§ TEXT PASSAGE:
- Opening Delimiter -

In 1966 he was appointed as a lecturer at the Department of Sociology, University of Reading, teaching several disciplines such as sociology, statistics, genetics and cultural evolution. He became Reader in 1971 and Professor in 1986.

He was not aware of the growing impact of the book until the early nineties, when Marty Stephens, vice-president of the Humane Society of the United States (HSUS), took the initiative to institute the Russell and Burch Award for advancement of the Three Rs in science and Alan Goldberg, director of the Johns Hopkins Center for Alternatives to Animal Testing (CAAT), invited Bill and his wife Claire to participate as guests of honour in the First World Congress on Alternatives and Animal Use in the Life Sciences in Baltimore. They accepted the invitation. Bill announced the next World Congress in Utrecht with a song, paraphrasing Cole Porter's "Another Op'nin, Another Show" from the musical Kiss Me, Kate.

- Closing Delimiter -

§ WORK TO COMPLETE:
Reproduce the biographical passage word for word, everything from "He was not aware" down to "Kiss Me, Kate.".

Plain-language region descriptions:

- Opening Delimiter -

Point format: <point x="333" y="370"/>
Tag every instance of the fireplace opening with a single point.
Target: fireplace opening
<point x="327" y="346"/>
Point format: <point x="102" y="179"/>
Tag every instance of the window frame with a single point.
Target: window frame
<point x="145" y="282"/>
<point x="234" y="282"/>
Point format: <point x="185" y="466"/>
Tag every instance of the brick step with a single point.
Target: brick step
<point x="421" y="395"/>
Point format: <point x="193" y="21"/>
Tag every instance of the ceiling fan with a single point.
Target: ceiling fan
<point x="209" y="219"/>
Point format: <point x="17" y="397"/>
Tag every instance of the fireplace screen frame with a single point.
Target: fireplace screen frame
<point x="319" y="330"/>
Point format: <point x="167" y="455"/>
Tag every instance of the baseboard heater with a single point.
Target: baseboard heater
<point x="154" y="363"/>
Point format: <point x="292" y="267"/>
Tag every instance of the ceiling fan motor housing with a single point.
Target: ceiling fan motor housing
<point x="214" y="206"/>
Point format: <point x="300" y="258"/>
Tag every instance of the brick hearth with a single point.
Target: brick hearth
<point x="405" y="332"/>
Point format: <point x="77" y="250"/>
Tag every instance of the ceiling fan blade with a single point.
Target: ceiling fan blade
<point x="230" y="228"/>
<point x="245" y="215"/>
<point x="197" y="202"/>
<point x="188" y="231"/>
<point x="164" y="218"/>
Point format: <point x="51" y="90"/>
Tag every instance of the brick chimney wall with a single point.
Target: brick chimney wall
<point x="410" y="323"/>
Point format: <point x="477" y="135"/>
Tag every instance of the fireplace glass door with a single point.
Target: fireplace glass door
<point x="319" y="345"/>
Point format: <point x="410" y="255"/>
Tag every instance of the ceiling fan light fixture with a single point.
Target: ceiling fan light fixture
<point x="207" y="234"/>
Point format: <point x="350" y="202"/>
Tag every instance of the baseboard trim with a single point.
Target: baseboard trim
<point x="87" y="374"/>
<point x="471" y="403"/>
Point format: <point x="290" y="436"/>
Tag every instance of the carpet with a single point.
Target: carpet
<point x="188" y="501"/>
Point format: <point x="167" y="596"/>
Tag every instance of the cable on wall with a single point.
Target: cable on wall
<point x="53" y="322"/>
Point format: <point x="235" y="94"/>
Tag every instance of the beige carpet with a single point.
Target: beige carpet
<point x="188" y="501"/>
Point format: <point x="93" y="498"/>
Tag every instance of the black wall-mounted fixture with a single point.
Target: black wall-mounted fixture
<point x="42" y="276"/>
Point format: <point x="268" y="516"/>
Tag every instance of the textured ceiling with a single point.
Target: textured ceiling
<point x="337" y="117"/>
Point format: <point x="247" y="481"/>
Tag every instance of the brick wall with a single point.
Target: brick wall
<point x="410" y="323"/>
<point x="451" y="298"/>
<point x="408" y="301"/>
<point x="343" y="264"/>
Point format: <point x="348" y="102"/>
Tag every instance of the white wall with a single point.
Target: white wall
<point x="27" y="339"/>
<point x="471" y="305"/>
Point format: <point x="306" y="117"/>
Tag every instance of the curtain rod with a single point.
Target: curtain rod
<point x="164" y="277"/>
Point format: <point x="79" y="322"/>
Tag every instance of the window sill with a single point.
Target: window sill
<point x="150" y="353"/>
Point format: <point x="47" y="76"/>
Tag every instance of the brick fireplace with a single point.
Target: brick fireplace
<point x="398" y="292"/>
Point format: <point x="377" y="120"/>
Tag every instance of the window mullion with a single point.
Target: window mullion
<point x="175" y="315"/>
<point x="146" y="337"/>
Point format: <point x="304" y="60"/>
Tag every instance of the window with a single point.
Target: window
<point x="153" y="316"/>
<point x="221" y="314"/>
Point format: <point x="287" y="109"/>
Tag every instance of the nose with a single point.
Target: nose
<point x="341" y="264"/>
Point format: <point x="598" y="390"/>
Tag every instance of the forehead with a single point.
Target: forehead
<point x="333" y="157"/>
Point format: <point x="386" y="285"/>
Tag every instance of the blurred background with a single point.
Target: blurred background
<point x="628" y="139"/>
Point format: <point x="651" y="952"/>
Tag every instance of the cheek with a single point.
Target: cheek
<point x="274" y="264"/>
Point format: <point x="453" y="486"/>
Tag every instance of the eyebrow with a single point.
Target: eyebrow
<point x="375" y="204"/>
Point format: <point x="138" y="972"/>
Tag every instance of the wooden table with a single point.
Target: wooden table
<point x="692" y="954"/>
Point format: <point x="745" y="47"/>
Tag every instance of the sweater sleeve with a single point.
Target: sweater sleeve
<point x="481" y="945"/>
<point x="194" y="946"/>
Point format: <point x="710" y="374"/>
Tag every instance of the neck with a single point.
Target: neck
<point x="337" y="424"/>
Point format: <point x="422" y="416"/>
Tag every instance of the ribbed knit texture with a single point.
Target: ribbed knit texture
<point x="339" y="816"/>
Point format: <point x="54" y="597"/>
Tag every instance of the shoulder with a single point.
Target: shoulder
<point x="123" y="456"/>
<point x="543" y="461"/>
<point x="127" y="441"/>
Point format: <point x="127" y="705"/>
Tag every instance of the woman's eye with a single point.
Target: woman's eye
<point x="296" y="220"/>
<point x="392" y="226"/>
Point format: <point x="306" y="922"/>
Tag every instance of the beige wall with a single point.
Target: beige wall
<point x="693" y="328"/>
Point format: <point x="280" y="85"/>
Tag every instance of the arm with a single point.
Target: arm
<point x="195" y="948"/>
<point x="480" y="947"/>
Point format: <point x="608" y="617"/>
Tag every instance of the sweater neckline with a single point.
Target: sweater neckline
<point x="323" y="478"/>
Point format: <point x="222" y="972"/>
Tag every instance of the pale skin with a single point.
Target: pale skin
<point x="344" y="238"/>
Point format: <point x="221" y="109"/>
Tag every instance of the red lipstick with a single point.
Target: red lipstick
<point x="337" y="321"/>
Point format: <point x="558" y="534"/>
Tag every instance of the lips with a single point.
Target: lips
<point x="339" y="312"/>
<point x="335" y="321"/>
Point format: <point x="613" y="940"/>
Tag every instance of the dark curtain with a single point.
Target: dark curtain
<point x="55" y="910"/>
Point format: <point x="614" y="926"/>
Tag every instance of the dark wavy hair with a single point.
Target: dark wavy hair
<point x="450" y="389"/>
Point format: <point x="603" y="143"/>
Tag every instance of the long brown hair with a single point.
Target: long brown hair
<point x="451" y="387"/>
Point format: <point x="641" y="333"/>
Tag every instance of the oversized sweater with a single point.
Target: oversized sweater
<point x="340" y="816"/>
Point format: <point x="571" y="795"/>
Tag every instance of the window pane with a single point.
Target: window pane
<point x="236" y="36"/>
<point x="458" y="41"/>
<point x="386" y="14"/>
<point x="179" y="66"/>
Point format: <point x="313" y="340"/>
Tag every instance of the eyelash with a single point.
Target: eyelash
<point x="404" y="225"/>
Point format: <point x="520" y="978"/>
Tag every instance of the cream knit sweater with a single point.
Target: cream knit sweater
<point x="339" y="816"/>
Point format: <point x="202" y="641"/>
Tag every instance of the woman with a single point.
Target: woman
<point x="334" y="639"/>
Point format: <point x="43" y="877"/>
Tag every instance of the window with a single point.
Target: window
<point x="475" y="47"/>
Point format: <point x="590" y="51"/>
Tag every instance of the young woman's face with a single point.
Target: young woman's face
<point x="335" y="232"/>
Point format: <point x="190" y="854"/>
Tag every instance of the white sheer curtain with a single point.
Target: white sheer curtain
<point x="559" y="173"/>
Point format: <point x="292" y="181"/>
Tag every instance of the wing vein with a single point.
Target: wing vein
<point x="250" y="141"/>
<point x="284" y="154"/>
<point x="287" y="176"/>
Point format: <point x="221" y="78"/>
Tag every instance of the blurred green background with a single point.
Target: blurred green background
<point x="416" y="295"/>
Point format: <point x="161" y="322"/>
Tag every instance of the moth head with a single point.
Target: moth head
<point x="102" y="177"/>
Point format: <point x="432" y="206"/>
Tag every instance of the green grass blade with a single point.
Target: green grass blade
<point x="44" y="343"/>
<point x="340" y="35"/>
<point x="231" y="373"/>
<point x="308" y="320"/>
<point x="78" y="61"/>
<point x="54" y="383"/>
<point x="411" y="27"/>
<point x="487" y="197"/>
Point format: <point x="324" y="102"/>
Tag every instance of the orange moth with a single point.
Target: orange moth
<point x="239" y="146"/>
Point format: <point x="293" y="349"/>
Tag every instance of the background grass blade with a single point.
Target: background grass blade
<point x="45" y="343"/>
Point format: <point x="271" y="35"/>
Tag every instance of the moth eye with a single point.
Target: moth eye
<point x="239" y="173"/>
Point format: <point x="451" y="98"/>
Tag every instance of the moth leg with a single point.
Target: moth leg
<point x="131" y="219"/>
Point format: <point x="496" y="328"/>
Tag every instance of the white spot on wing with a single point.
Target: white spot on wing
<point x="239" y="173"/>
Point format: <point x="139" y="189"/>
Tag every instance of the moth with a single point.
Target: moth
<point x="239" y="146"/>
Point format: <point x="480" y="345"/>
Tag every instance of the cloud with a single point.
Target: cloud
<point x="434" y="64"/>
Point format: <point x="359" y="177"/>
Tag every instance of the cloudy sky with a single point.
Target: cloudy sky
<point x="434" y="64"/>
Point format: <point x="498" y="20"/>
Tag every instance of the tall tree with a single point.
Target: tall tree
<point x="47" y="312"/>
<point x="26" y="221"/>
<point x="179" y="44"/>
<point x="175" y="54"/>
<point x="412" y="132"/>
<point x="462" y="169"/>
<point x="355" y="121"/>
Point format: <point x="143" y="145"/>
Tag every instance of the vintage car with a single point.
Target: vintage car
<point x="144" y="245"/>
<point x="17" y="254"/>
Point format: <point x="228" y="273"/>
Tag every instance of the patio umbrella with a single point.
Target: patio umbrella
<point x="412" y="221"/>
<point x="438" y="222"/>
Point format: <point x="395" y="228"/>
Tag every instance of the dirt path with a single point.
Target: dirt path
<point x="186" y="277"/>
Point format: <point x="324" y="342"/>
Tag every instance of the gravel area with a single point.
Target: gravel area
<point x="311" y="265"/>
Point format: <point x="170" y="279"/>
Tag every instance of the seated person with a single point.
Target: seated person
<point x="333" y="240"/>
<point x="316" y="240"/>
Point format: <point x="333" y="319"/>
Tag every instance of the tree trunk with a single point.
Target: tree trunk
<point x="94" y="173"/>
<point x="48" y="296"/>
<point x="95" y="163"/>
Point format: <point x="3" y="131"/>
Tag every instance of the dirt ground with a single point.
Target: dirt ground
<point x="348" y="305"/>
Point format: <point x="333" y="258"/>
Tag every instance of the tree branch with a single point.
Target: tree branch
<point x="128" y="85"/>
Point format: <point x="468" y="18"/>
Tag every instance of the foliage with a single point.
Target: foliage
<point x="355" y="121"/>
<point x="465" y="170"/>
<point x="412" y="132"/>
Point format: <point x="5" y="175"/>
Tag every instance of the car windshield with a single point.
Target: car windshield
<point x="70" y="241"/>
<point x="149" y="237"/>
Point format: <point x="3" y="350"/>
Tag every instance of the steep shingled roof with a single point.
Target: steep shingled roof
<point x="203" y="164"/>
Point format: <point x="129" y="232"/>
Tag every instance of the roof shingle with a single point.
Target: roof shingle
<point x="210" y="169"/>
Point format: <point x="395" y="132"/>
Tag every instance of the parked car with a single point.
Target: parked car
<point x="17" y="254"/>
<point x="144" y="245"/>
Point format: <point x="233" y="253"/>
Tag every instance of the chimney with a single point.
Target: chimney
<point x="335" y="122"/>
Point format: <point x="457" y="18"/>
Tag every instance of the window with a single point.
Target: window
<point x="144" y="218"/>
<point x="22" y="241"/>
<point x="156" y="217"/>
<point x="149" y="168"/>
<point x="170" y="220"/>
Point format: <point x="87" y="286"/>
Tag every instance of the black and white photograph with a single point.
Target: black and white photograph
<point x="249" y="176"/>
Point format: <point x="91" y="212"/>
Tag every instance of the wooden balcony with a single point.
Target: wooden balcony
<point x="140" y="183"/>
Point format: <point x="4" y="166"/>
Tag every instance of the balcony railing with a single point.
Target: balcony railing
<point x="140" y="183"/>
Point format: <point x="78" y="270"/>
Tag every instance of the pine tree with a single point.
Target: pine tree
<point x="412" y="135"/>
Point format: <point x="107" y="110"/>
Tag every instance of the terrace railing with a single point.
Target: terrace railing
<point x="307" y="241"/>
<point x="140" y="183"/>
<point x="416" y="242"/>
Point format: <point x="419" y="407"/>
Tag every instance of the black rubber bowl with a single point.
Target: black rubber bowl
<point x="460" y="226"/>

- Closing Delimiter -

§ ANSWER BELOW:
He was not aware of the growing impact of the book until the early nineties, when Marty Stephens, vice-president of the Humane Society of the United States (HSUS), took the initiative to institute the Russell and Burch Award for advancement of the Three Rs in science and Alan Goldberg, director of the Johns Hopkins Center for Alternatives to Animal Testing (CAAT), invited Bill and his wife Claire to participate as guests of honour in the First World Congress on Alternatives and Animal Use in the Life Sciences in Baltimore. They accepted the invitation. Bill announced the next World Congress in Utrecht with a song, paraphrasing Cole Porter's "Another Op'nin, Another Show" from the musical Kiss Me, Kate.